Work instructions = Repeat the data as given. Images do not go in the copy.

[Stored data]

═══

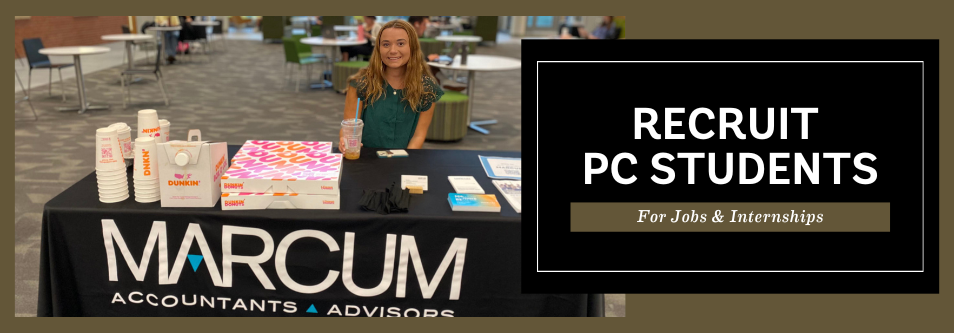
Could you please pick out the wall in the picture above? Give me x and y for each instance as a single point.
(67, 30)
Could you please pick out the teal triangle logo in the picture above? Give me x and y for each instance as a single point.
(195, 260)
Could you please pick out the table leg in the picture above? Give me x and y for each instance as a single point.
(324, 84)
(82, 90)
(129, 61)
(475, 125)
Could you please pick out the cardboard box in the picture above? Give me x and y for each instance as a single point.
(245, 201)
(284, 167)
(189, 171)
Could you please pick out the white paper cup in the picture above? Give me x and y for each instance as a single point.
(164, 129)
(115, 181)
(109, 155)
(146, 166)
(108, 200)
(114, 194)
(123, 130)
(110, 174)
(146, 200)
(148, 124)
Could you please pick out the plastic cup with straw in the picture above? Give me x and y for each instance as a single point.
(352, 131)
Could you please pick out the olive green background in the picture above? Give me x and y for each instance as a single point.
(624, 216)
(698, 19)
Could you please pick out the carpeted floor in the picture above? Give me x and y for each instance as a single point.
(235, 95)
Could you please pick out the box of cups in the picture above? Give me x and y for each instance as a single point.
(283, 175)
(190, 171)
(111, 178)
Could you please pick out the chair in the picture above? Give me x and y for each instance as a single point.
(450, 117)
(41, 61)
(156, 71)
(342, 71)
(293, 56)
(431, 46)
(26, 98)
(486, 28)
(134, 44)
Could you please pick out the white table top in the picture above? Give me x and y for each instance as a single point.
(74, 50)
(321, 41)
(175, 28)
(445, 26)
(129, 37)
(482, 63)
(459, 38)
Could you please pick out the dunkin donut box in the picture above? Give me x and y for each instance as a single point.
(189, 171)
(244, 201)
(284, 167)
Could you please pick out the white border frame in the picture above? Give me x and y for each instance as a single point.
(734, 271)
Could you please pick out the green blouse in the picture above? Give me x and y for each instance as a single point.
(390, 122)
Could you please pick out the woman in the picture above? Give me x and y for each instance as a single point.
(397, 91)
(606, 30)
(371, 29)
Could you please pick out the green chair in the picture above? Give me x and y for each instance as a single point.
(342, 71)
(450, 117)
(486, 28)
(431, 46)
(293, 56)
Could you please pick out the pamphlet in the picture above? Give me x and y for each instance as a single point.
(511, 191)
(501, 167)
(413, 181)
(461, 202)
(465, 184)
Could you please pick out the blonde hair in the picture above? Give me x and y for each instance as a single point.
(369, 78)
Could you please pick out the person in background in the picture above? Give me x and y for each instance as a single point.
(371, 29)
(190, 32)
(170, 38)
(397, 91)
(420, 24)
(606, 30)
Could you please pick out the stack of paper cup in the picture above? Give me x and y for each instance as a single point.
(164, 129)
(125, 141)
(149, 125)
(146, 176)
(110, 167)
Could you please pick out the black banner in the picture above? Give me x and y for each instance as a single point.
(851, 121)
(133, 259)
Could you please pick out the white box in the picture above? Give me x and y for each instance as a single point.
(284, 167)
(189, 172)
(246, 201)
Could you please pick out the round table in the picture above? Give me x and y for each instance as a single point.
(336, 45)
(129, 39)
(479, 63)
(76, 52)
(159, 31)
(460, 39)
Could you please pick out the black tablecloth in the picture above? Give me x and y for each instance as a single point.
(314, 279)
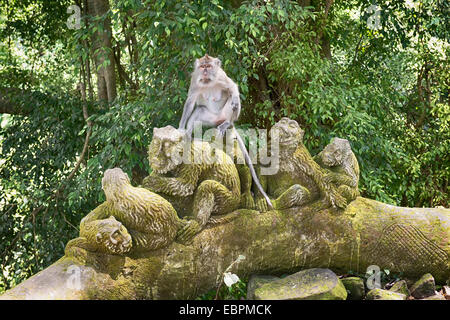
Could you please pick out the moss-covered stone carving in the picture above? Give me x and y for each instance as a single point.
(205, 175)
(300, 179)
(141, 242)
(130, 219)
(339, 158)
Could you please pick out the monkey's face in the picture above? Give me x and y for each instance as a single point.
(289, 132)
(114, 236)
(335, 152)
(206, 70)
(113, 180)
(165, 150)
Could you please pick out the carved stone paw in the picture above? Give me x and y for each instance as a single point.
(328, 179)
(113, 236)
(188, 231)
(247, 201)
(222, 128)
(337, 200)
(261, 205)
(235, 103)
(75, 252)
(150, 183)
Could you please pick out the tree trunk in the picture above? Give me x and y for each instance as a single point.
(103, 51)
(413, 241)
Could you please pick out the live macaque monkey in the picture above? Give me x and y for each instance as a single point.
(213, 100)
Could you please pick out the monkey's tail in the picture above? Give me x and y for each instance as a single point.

═══

Your solution =
Could you please pick out the wall in the picture above? Give me x and y for each instance as a single point.
(67, 30)
Could you please pick out the teal triangle logo in the picture above? Give me x and y for each instance as a single point.
(195, 260)
Could you please pick out the table leg in the picture above? Give me x and y for each instance as a single point.
(324, 84)
(82, 90)
(129, 61)
(475, 125)
Could you please pick out the cardboard box in the picture above? Give me x and y for each instance as a single point.
(245, 201)
(284, 167)
(189, 171)
Could you please pick out the white paper cup in the picture above? Give me x and y for each instance as a single point.
(164, 129)
(115, 181)
(109, 155)
(146, 166)
(108, 200)
(114, 194)
(123, 130)
(110, 174)
(146, 200)
(148, 124)
Could you please pick out the plastic cup with straw in the picture above? Give me x and y for each instance as a single point.
(352, 131)
Could you please pick out the olive green background in the picture above? Give me x and y for each instance as a single point.
(624, 216)
(698, 19)
Could you please pick out the carpeted floor in the picture above? Give me x and y for each instance as a single point.
(235, 95)
Could you please pick out the box of cups in the picture above? Give me x and y for each instance as a single point.
(283, 175)
(190, 171)
(111, 178)
Could you please pick out the chair in the picture above? Give me x and y for each instance as a single point.
(450, 117)
(41, 61)
(156, 71)
(342, 71)
(293, 56)
(431, 46)
(26, 98)
(486, 28)
(134, 44)
Could you please pick out the white table top in the picture above? Give me x and y for each instance as a single point.
(74, 50)
(321, 41)
(175, 28)
(445, 26)
(129, 37)
(482, 63)
(459, 38)
Could you please pick out the dunkin donut box in the picture above? Give me x and y for each instance as a single point.
(189, 171)
(244, 201)
(284, 167)
Could you please pick out the white border frame in the picture above? Give me x and y for each instance as a single point.
(734, 271)
Could you please pick out the green blouse in the picture above? Give me x and y for each instance as a single point.
(390, 122)
Could you please pick out the woman in the picture above? Give me x and y for each instance as a single point.
(397, 91)
(606, 30)
(371, 29)
Could you please pick out the green chair in the picture above? Give me x and y for each instance as a single point.
(342, 71)
(450, 117)
(486, 28)
(431, 46)
(293, 56)
Could you please pick out the pamphlet in the picture above? Give me x and y for each instance as a single point.
(511, 191)
(501, 167)
(413, 181)
(461, 202)
(465, 184)
Could you please pick out the blonde hair in the picture above? Give me x and y for each instance as a single point.
(369, 78)
Could you please pick out the person in background in the picture above? Give me x and y for each instance as a single point.
(371, 29)
(190, 32)
(170, 38)
(397, 91)
(420, 24)
(606, 30)
Could you please pick out the stack of paper cup in the picture above? Give me x and y for each instance as a single point.
(164, 129)
(125, 141)
(149, 125)
(146, 176)
(110, 167)
Could you please pick out the black banner in the picture above? Give me x and y for each instance as a single point.
(851, 121)
(133, 259)
Could you please pick out the white box in the picture above? Give me x and y for each instance as a single point.
(284, 167)
(189, 172)
(246, 201)
Could you please pick out the round table in the picture above? Give me x and y for each instance as a single point.
(336, 45)
(129, 39)
(479, 63)
(76, 52)
(159, 31)
(460, 39)
Could you please pick out the black tablecloth in the picture above? Give me x and y for each instance as a single point.
(314, 279)
Could you please pick out the moss-covered stone carving in the picture above? Give me x and y for each instance as a single point.
(205, 175)
(300, 179)
(141, 242)
(130, 219)
(339, 158)
Could you please pick out the monkey's face in the picture above? Give me x and y for each instance as a single point.
(289, 132)
(114, 236)
(335, 152)
(206, 70)
(113, 180)
(165, 150)
Could you please pick out the carved stone paw in the picture above? Give me x and y for each instance as a single point.
(328, 179)
(113, 236)
(188, 231)
(247, 201)
(222, 128)
(337, 200)
(261, 205)
(235, 103)
(75, 252)
(150, 183)
Could you please pick out the tree trunk in the picture above? Give me x and y for each instance as a single point.
(103, 51)
(413, 241)
Could you please pick out the live macaque monkey in the picture above? Give me x and y for each instance as a single point.
(213, 100)
Could you please pick out the monkey's tail in the picture above? Give me x and y for each instance as a single point.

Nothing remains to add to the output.